▸ WHAT THIS TASK INVOLVES:
Rewrite the part of the records that runs from the start through the line containing "209,180,240,192", replacing "wooden bench" with "park bench" and keeping everything else the same. Leave the pictures out of your answer.

▸ RECORDS TO PROCESS:
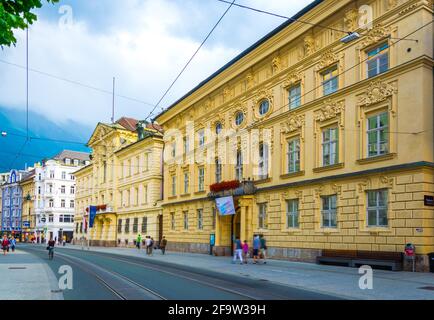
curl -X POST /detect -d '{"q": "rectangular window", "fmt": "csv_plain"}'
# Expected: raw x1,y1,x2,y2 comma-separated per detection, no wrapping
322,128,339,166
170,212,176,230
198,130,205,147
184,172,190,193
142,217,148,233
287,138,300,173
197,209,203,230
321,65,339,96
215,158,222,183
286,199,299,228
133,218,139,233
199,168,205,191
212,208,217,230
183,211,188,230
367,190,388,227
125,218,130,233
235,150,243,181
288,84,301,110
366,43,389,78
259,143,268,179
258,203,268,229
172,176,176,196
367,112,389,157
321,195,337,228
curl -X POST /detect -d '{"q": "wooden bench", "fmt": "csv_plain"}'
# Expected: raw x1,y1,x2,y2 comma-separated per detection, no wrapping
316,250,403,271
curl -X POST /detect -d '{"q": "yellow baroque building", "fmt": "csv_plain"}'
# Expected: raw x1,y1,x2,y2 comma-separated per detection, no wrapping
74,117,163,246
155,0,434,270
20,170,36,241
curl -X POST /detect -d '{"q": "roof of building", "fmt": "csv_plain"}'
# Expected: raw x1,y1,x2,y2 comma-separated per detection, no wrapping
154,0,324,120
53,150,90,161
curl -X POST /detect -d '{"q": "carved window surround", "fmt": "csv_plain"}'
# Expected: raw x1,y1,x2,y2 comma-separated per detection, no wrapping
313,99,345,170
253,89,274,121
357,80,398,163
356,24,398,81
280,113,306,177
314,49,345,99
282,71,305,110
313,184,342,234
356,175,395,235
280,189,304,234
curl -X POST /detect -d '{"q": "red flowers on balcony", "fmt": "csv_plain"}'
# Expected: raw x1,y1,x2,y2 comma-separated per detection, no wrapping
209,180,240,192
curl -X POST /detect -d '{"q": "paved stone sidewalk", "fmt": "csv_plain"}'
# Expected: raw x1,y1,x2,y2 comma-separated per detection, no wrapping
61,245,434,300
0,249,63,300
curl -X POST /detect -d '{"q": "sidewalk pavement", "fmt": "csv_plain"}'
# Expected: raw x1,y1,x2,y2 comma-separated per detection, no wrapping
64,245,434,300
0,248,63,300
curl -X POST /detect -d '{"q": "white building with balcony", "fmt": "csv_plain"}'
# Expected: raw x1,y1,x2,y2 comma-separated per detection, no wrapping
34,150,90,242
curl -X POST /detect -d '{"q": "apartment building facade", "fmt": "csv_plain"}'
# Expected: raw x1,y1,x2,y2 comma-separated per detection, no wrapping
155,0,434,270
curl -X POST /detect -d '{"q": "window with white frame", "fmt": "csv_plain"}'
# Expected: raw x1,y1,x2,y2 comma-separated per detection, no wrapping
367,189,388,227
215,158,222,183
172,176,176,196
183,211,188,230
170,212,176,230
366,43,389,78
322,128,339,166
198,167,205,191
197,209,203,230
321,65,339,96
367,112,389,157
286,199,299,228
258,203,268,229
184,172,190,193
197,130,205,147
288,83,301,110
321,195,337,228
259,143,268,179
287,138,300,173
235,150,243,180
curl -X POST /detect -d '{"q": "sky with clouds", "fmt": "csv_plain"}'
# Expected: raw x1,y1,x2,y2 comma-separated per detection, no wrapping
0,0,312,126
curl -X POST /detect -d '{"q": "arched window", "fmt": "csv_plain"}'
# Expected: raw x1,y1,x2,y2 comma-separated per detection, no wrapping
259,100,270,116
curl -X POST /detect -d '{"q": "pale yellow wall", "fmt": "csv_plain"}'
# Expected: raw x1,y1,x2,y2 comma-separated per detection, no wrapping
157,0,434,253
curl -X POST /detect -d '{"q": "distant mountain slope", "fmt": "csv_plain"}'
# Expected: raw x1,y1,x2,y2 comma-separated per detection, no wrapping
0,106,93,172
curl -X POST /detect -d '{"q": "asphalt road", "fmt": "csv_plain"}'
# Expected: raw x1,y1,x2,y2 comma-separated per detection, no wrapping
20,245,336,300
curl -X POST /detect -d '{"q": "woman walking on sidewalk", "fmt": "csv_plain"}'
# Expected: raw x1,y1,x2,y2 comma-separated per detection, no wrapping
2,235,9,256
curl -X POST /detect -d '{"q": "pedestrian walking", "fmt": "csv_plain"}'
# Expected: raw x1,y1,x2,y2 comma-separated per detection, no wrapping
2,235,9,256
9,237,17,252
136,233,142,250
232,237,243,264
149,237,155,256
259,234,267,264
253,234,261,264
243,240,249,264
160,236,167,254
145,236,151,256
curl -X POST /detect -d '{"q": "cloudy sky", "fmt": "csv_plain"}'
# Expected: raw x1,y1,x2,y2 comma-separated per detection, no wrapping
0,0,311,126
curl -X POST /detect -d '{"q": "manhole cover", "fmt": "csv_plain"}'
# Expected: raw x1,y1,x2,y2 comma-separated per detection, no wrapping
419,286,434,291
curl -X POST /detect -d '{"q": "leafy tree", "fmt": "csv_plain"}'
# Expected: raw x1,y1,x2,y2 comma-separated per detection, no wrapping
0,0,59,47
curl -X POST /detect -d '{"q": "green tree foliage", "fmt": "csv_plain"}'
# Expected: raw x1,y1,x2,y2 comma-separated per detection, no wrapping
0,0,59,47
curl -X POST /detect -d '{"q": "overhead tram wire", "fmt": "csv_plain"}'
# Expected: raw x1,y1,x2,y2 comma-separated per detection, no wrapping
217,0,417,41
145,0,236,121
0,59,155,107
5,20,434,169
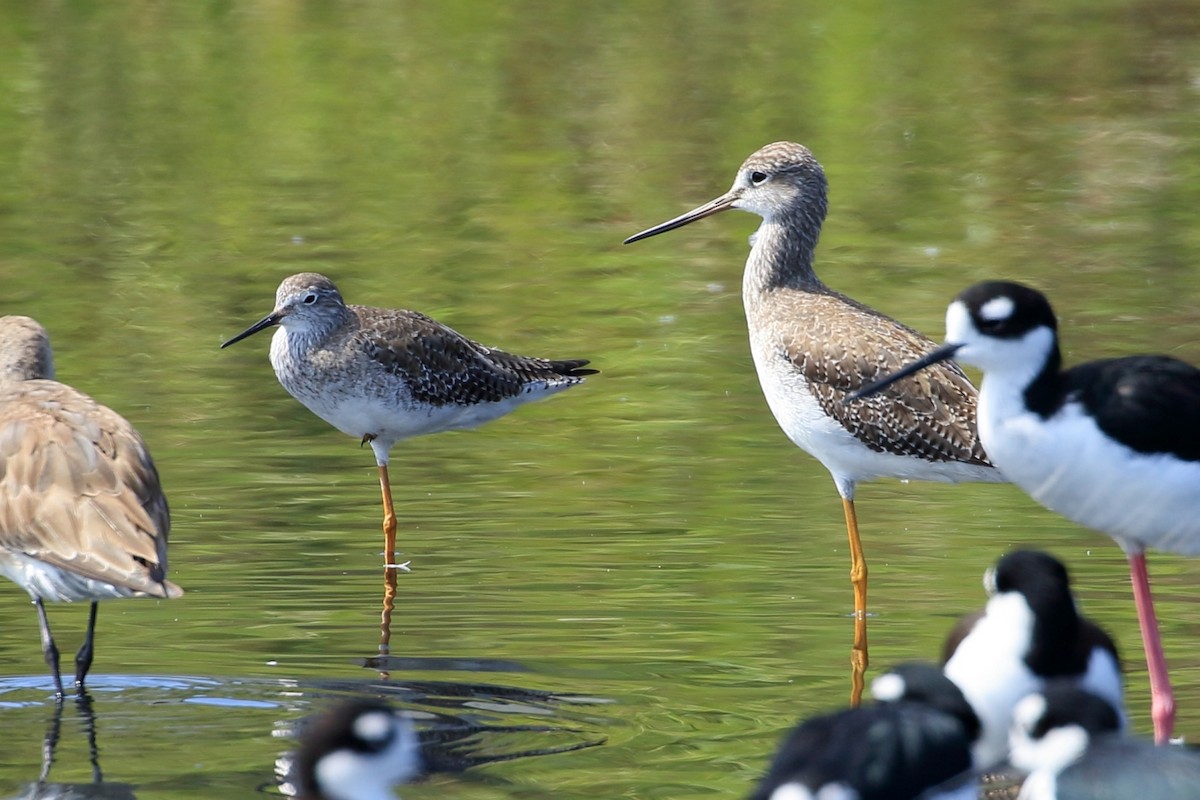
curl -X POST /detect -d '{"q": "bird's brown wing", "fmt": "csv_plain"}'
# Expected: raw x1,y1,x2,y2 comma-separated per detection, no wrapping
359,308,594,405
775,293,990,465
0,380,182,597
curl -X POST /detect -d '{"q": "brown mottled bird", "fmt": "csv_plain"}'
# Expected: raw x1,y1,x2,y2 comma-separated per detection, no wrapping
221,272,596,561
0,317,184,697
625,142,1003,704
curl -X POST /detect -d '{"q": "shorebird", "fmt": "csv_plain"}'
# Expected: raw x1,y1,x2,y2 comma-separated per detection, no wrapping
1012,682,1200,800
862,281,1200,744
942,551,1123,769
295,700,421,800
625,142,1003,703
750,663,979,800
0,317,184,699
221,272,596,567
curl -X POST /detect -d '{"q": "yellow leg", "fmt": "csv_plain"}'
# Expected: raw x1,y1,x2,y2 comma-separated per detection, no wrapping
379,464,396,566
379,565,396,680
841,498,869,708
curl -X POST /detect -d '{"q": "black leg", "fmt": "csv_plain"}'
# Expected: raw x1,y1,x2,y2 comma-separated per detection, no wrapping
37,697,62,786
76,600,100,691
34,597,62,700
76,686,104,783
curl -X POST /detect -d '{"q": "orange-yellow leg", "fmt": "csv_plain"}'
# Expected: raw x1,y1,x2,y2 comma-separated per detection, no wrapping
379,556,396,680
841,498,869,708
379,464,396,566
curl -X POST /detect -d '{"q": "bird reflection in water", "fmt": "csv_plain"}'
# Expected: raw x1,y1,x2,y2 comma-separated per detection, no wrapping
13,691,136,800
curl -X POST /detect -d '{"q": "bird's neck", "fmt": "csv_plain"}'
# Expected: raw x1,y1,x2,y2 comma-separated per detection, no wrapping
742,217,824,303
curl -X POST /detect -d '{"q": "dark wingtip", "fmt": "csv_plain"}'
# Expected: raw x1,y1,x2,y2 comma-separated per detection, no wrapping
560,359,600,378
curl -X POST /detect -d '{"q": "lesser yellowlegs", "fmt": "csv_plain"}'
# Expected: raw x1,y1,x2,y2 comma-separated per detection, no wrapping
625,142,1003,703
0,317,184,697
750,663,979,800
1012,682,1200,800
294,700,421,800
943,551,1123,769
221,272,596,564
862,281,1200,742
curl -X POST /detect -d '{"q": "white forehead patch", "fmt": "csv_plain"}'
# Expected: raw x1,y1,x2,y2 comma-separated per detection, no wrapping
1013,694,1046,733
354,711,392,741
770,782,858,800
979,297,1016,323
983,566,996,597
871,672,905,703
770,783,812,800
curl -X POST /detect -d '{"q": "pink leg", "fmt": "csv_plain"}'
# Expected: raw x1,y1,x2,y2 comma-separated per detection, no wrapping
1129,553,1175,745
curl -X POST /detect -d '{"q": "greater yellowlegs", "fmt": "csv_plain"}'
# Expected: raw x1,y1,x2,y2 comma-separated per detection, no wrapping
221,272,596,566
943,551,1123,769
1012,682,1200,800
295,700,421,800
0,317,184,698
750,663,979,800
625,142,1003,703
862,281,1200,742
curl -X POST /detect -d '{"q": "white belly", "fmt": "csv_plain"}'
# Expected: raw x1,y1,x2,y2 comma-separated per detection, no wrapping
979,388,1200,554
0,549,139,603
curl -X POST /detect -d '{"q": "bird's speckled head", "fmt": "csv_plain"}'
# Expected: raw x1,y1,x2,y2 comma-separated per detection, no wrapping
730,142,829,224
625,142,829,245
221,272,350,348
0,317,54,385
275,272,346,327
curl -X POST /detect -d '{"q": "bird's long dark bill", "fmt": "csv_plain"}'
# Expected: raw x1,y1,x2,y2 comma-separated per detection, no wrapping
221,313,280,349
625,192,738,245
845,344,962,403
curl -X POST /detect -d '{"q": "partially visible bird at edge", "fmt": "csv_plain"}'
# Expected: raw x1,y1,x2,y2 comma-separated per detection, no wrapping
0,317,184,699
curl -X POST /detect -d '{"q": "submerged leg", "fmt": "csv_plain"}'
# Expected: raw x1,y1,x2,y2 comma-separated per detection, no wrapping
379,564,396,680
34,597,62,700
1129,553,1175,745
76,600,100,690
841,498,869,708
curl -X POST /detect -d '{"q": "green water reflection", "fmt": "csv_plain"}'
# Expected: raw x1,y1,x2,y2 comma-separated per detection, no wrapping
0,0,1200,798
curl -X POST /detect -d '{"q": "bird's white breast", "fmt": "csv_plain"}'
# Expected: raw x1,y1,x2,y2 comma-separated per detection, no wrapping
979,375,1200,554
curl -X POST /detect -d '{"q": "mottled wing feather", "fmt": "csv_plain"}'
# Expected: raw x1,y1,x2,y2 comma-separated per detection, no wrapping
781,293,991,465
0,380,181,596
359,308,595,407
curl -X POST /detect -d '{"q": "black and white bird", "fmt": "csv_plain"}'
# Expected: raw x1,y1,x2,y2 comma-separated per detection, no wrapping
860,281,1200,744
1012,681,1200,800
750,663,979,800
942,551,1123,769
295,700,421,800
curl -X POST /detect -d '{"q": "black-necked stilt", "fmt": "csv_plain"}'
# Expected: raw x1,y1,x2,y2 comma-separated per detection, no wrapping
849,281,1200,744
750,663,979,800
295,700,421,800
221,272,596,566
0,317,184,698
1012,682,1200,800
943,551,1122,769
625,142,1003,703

▸ THE REPLY:
curl -X POST /detect -d '{"q": "rectangular window", "fmt": "csv_plain"}'
# Expected: raw x1,y1,x2,y2 comma-separated per detection, no wrapping
322,128,339,166
170,212,176,230
198,130,205,147
184,172,190,193
142,217,148,233
287,138,300,173
197,209,203,230
321,65,339,96
215,158,222,183
286,199,299,228
133,218,139,233
199,168,205,191
212,208,217,230
183,211,188,230
367,190,388,227
125,218,130,233
235,150,243,181
288,84,301,110
366,43,389,78
259,143,268,179
258,203,268,229
172,176,176,196
367,112,389,157
321,195,337,228
curl -X POST /detect -d '{"q": "park bench", "fmt": "csv_plain"}'
# Expected: raw x1,y1,x2,y2 comma-separated per detection, no wrapping
316,250,403,271
curl -X POST /detect -d '{"q": "yellow baroque building", "fmt": "csv_plain"}'
# Expected: raw x1,y1,x2,y2 comma-separated per detection, no wrapping
74,117,163,246
155,0,434,270
20,170,36,241
curl -X POST /detect -d '{"q": "roof of building", "fmt": "csv_plain"}'
# Expected: raw x1,y1,x2,y2 comma-separated per detection, no wrapping
154,0,324,120
53,150,90,161
curl -X POST /detect -d '{"q": "carved window surround", "fmt": "csv_plain"}'
# Expected: raw x1,y1,x2,y2 comma-separated per detection, no wrapping
313,99,345,170
253,89,274,121
357,80,398,163
356,24,398,81
280,113,306,177
314,49,345,99
282,71,305,110
313,184,342,234
356,175,395,235
280,189,304,234
curl -X POST /detect -d '{"q": "red flowers on balcony", "fmt": "csv_plain"}'
# Expected: raw x1,y1,x2,y2 comma-separated per detection, no wrapping
209,180,240,192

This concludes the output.